**Exercise description**
Turn the lines of the entries below into a numbered list, omitting blank lines and the picture lines.

Picture shape labeling items:
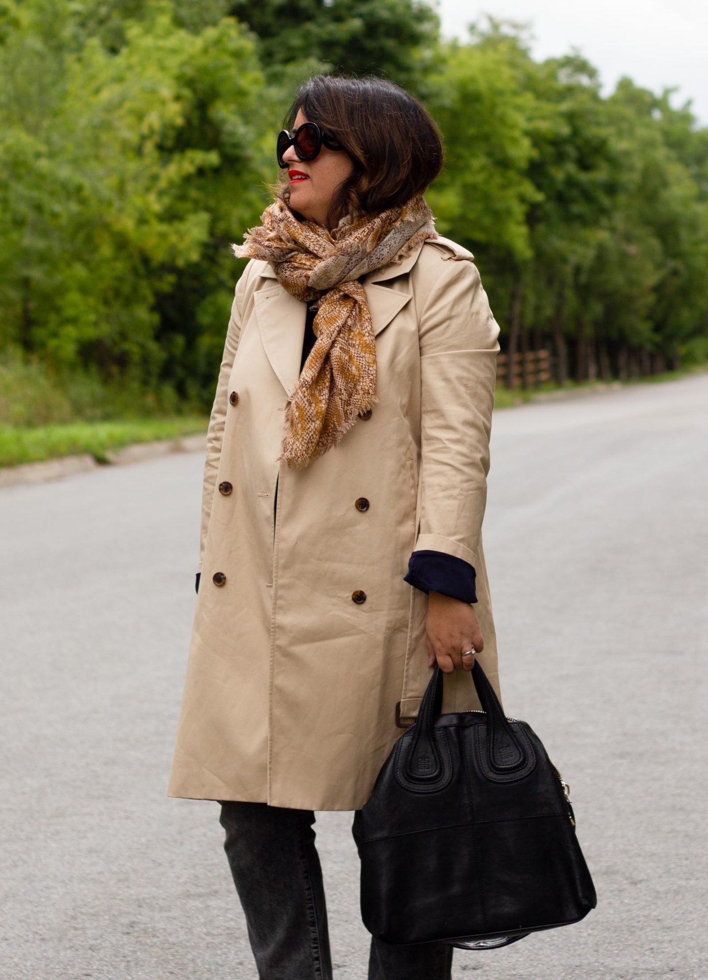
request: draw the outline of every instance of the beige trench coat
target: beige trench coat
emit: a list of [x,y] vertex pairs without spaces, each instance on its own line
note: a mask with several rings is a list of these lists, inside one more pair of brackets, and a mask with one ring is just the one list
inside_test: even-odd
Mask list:
[[[441,238],[362,278],[380,402],[302,470],[277,457],[307,304],[268,263],[246,267],[207,436],[168,796],[363,806],[402,733],[397,705],[412,723],[432,671],[428,596],[403,581],[414,549],[475,566],[499,694],[482,548],[499,327],[472,259]],[[479,708],[468,671],[445,675],[444,711]]]

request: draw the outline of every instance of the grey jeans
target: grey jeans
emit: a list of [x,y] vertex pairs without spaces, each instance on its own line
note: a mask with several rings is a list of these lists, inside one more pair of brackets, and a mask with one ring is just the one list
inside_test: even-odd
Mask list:
[[[222,802],[224,850],[260,980],[332,980],[314,812]],[[368,980],[451,980],[453,947],[371,937]]]

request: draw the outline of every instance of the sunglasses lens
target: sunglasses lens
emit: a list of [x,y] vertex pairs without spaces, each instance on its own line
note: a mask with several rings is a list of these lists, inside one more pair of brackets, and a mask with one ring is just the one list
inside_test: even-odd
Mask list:
[[296,147],[303,160],[316,156],[318,149],[317,130],[309,122],[300,127]]
[[283,154],[288,149],[290,144],[290,136],[285,129],[281,129],[278,133],[278,142],[276,145],[275,153],[278,158],[278,164],[280,167],[287,167],[287,164],[283,160]]

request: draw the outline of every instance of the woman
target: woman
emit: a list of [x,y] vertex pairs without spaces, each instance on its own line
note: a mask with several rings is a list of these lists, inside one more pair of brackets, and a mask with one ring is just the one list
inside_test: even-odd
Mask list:
[[[422,198],[443,146],[411,95],[318,75],[286,126],[287,175],[233,246],[168,795],[220,803],[261,980],[326,980],[314,810],[363,806],[436,661],[444,711],[480,708],[475,652],[499,694],[481,534],[499,328]],[[451,954],[372,939],[369,980],[448,980]]]

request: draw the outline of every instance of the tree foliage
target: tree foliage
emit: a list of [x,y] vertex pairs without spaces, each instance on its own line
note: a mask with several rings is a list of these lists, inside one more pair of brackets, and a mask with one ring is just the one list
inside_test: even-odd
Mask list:
[[[689,104],[526,28],[444,41],[417,0],[1,0],[0,352],[208,408],[292,91],[319,71],[420,94],[427,199],[477,256],[508,351],[560,380],[708,353],[708,130]],[[652,360],[653,359],[653,360]]]

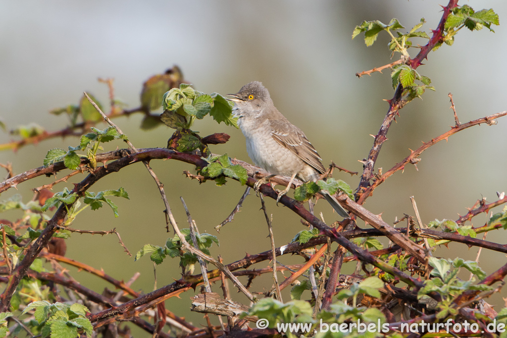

**Answer for this exercise**
1. request: draw the outline of every instance of the beige trench coat
2. target: beige trench coat
3. emit: a list of [x,y] vertex pairs without spaces, each instance on its own line
4. note: a mask with several rings is a list of these lists, inside one more pair of brackets, and a mask with one ring is just the one list
5. inside_test: even-odd
6. Mask list:
7. [[[441,238],[362,278],[380,402],[302,470],[277,457],[307,304],[268,263],[246,267],[207,436],[168,796],[363,806],[402,733],[397,705],[412,723],[432,671],[428,596],[403,581],[414,549],[475,566],[499,694],[482,548],[499,327],[472,259]],[[479,708],[468,671],[445,675],[444,711]]]
8. request: draw the outline of every instance of the grey jeans
9. target: grey jeans
10. emit: a list of [x,y] vertex pairs without spaces, each instance on its own line
11. note: a mask with several rings is a list of these lists, inside one more pair of brackets, and a mask with one ring is just the one list
12. inside_test: even-odd
13. Mask list:
14. [[[222,802],[224,850],[260,980],[332,980],[314,812]],[[368,980],[451,980],[453,947],[371,937]]]
15. request: draw the outline of every instance of the sunglasses lens
16. target: sunglasses lens
17. emit: a list of [x,y] vertex pairs without spaces, each instance on its own line
18. note: a mask with several rings is a list of these lists, inside one more pair of brackets, and a mask with one ring is just the one list
19. inside_test: even-odd
20. Mask list:
21. [[296,147],[303,160],[316,156],[318,149],[317,130],[309,122],[300,127]]
22. [[283,154],[288,149],[290,144],[290,136],[285,129],[281,129],[278,133],[278,142],[276,145],[275,153],[278,158],[278,164],[280,167],[287,167],[287,164],[283,160]]
23. request: draw the outline of every instance of the woman
24. target: woman
25. emit: a list of [x,y] vertex pairs without spaces, each instance on its own line
26. note: a mask with several rings is a list of these lists, inside one more pair of brackets, and a mask with one ring is just the one list
27. inside_test: even-odd
28. Mask list:
29. [[[422,198],[443,146],[411,95],[318,75],[286,126],[287,175],[233,246],[168,795],[220,803],[261,980],[326,980],[314,810],[363,806],[436,661],[444,711],[480,708],[475,652],[499,694],[481,534],[499,328]],[[451,954],[372,939],[369,980],[448,980]]]
30. request: draw the outline of every instance of the tree foliage
31. target: tree foliage
32. emit: a list of [x,y] vertex pairs without spaces, each instance on its own line
33. note: a mask with several rings is a list of these lists, inside one more pair of brackets, and a mask with one ring is just the one list
34. inside_test: even-odd
35. Mask list:
36. [[[689,104],[526,28],[444,41],[417,0],[1,0],[0,352],[208,408],[292,91],[319,71],[420,94],[427,199],[477,256],[508,351],[560,380],[708,353],[708,130]],[[652,360],[653,359],[653,360]]]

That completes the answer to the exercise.